[Data items]
* * * * * * * * *
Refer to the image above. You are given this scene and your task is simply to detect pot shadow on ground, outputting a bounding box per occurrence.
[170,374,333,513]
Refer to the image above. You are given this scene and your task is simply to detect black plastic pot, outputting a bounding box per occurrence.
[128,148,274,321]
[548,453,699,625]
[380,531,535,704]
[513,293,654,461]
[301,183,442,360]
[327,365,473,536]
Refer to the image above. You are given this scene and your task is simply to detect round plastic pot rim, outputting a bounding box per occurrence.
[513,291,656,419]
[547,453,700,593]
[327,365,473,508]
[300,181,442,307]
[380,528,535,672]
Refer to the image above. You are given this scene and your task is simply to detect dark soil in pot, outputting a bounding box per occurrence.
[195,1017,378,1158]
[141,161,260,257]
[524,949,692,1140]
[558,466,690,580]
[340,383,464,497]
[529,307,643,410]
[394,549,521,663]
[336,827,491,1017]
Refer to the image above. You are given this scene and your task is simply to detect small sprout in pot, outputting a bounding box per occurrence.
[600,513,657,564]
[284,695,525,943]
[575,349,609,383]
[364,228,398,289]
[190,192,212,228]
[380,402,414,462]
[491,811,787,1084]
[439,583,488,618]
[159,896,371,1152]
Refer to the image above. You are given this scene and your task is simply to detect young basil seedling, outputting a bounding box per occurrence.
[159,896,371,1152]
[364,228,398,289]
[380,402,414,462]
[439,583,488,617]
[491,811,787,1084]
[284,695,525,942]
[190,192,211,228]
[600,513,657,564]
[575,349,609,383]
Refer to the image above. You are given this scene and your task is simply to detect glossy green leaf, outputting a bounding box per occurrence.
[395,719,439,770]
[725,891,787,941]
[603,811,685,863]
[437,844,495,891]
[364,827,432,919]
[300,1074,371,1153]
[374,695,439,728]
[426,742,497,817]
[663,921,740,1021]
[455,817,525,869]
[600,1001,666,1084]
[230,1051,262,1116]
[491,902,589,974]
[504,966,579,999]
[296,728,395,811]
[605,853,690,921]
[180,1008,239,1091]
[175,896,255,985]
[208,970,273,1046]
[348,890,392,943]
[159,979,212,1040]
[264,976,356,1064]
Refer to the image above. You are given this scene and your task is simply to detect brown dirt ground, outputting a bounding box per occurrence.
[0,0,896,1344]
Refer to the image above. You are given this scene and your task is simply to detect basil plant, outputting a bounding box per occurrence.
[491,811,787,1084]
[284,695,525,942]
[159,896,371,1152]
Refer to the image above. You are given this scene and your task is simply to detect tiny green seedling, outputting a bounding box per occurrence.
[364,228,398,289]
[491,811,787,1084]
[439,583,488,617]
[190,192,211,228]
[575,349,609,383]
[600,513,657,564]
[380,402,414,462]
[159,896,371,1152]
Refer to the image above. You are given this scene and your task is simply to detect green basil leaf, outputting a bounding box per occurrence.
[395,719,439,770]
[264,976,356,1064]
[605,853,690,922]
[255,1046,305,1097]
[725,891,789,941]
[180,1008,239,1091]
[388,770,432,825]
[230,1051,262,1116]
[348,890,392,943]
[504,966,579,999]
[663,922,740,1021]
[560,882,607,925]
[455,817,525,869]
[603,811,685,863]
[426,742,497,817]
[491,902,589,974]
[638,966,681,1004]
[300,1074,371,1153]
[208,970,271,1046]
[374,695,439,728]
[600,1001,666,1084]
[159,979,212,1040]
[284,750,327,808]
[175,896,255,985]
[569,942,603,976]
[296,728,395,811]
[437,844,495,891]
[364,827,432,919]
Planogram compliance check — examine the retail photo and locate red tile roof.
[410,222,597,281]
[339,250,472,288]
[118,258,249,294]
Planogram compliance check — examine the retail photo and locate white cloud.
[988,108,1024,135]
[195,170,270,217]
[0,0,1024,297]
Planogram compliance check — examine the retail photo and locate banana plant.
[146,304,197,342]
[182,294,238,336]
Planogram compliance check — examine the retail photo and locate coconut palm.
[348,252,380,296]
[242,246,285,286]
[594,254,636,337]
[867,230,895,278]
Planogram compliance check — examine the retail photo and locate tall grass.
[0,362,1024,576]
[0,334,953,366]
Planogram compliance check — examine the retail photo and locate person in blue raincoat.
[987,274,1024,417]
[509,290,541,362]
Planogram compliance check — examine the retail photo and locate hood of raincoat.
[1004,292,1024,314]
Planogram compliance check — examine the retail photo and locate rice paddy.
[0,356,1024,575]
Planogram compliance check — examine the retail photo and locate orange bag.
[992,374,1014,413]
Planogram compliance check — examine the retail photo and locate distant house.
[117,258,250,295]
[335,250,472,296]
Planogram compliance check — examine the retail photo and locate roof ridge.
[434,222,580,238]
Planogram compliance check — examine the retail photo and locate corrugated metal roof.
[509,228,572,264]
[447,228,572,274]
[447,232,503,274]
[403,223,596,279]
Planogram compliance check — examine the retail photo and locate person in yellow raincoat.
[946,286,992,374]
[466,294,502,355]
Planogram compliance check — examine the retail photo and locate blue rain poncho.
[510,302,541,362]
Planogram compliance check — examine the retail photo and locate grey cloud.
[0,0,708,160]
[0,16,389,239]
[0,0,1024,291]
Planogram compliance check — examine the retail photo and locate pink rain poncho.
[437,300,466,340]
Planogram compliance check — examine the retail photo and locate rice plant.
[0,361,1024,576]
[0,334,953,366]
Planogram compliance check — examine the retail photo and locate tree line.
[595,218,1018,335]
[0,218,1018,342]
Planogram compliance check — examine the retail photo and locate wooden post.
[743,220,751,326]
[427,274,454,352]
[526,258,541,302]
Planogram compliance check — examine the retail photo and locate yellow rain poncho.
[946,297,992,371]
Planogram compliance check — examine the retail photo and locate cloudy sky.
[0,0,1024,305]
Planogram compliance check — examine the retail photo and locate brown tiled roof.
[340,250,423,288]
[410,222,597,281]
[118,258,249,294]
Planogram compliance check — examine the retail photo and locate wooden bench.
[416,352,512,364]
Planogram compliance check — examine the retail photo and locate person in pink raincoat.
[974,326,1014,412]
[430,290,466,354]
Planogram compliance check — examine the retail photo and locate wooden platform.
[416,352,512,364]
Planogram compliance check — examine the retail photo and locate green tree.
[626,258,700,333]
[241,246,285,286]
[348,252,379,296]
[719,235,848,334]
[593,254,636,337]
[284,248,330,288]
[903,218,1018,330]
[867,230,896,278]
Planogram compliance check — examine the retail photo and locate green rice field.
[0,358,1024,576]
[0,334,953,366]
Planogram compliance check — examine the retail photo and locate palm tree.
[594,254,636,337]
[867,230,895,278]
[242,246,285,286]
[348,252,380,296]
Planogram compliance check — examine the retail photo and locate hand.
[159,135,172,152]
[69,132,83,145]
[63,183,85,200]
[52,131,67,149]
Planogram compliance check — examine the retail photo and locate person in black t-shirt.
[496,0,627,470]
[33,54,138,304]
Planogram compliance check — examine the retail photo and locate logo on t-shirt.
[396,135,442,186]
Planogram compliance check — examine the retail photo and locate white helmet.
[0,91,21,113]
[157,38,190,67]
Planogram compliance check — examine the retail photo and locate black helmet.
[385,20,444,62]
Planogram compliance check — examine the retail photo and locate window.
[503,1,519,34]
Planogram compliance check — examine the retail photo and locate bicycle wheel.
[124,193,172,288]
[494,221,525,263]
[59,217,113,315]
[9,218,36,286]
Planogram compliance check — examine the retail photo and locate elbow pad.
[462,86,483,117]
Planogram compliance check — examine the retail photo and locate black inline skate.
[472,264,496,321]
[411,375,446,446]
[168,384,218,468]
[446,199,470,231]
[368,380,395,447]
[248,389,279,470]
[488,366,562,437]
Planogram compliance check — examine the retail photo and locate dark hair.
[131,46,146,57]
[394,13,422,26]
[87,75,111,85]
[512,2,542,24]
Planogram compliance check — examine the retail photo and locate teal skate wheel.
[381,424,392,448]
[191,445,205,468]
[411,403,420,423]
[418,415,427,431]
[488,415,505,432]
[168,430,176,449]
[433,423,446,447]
* * * * * * * * *
DIRECTIVE: Recast the items from the start of the items through the line with "[170,374,333,513]" as a two-column CSV with the columns "prompt" and "answer". Give one row per item, with its text and its answer each in one quoted field and line breaks turned into spaces.

RESPONSE:
prompt,answer
"Refer to the image above. You are given this scene and your task is simply to detect pot shadow on ground, outputting a bounding box per occurrence.","[170,374,333,513]"